## Source extract
________
Summoned allies and stacked perks reward experimentation
The ability to combine perks, attacks and summoned companions means that successful runs are built as much through experimentation as raw reflexes. Individual bonuses may appear simple when viewed alone, but their value can change dramatically when paired with another effect. An ally that adds extra damage could become far more useful alongside an upgrade that controls enemy movement, while a defensive perk may create enough breathing room for a slower character to use a powerful attack safely. These interactions encourage players to pay attention to how their collection works as a whole instead of automatically selecting the flashiest option. That does not mean restraint is mandatory. Dark Scrolls openly celebrates screen-filling excess, and finding a combination that turns a difficult encounter into an eruption of attacks is part of the appeal. The roguelite structure also reduces the pressure to discover a flawless build immediately. A strange experiment may end badly, but it can still reveal a useful interaction for the next attempt.
Retro presentation meets the convenience of modern game design
Dark Scrolls presents its fantasy world through pixel-based visuals, old-school sound effects and music inspired by earlier generations of arcade and console games. The presentation captures the direct readability and energetic personality associated with classic action releases, but the game is not simply attempting to reproduce every limitation of the past. Modern controls and progression systems sit beneath the retro exterior, helping the experience feel responsive rather than deliberately awkward. This balance matters because nostalgia works best when it recalls the excitement of older games without also resurrecting every frustration. Distinct character animations, vivid effects and crowded encounters give the screen plenty of movement, while the fantasy setting provides room for bizarre enemies and playful details. The result resembles a rediscovered game from an alternate version of the 1990s, one where alien heroes and musical rodents were completely normal. It looks familiar enough to spark recognition, yet unusual enough to avoid feeling like a straightforward imitation.
Readable action remains important when the screen becomes crowded
A visual style built around retro sprites may sound simple, but clarity becomes essential once enemies, attacks, summoned allies and environmental hazards begin competing for attention. Dark Scrolls uses its bold shapes and animated effects to communicate movement quickly, allowing players to identify threats while the stage continues to advance. That readability supports the fast decision-making at the heart of the experience. Players need to distinguish between an enemy projectile, a friendly attack and a collectible without pausing to study each object like a museum display. The audiovisual presentation also contributes to the pace by making attacks feel immediate and rewarding. Punchy effects can communicate impact before the player has consciously processed every detail, while music helps maintain momentum through repeated encounters. The retro design is therefore not only decorative. It supports the mechanical demands of the game by turning complicated situations into something players can read, react to and, with a little luck, survive.
________
## Actions to take
1 - Answer these from the Dark Scrolls excerpt:
(a) What kind of game structure reduces the pressure to discover a flawless build immediately?
(b) The game resembles a rediscovered game from an alternate version of which decade?
(c) What three things do players need to distinguish between without pausing?
2 - List every line of the listing that contains the string "window". Case counts.

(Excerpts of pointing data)
________
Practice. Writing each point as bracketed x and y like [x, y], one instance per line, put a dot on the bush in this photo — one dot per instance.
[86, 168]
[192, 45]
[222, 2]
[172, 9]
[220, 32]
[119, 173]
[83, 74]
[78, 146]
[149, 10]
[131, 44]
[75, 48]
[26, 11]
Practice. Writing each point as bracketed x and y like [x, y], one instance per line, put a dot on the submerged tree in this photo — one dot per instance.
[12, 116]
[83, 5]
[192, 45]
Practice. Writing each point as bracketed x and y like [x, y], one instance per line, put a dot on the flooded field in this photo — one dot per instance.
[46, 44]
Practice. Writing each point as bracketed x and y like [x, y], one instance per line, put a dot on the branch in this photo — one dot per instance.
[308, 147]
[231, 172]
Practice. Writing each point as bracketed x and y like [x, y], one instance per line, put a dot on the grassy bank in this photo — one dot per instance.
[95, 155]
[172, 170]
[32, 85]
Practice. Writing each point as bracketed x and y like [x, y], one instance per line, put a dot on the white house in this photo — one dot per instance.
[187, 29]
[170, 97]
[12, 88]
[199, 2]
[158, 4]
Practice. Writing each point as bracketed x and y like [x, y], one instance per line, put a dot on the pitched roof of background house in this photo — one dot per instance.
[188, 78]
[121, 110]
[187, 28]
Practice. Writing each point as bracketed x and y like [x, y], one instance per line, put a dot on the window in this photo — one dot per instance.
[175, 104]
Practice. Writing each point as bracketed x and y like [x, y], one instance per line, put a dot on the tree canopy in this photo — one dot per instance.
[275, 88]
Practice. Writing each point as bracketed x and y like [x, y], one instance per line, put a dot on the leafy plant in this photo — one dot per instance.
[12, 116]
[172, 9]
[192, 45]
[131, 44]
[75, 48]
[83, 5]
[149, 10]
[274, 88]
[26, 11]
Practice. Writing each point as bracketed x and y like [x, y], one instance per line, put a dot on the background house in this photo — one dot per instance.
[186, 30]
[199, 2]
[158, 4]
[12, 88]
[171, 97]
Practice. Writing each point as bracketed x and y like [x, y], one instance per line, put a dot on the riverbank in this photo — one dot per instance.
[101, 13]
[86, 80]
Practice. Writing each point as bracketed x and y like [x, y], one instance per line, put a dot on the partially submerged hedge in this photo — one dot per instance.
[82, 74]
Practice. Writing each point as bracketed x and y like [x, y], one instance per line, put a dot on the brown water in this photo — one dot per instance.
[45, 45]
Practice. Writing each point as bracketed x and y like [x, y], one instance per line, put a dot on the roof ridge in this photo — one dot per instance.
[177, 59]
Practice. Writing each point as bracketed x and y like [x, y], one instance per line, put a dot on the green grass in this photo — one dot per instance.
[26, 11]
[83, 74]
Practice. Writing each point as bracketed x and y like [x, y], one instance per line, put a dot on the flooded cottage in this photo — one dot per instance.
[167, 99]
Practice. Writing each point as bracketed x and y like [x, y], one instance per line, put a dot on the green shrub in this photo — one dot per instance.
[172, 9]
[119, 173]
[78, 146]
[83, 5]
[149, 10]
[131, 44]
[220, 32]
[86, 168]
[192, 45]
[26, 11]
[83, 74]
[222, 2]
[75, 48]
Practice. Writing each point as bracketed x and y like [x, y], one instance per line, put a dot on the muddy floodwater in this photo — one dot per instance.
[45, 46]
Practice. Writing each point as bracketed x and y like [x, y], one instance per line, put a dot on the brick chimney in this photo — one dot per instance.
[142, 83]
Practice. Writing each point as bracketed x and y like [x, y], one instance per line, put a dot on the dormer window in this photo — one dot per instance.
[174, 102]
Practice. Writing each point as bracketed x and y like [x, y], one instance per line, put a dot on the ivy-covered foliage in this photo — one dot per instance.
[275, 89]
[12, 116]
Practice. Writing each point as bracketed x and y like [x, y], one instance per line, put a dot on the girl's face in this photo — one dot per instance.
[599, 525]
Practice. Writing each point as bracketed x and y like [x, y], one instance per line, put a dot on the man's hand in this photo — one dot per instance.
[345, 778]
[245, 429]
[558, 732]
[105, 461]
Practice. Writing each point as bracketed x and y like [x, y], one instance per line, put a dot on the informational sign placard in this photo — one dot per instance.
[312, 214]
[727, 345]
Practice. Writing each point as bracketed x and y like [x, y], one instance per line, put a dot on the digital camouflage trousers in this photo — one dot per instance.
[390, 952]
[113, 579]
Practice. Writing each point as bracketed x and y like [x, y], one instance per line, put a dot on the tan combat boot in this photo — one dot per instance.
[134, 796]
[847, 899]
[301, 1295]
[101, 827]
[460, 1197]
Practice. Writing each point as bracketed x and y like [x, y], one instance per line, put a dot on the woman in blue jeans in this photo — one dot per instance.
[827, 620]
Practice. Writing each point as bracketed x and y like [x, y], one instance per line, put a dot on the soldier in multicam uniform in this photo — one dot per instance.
________
## Solution set
1 -
(a) The roguelite structure.
(b) The 1990s.
(c) An enemy projectile, a friendly attack and a collectible.

2 -
Practice. Writing each point as bracketed x and y like [x, y], one instance per line, put a dot on the window in this photo — one dot per instance.
Practice. Writing each point as bracketed x and y like [x, y], one instance per line, put a dot on the dormer window in this photo — one dot per instance.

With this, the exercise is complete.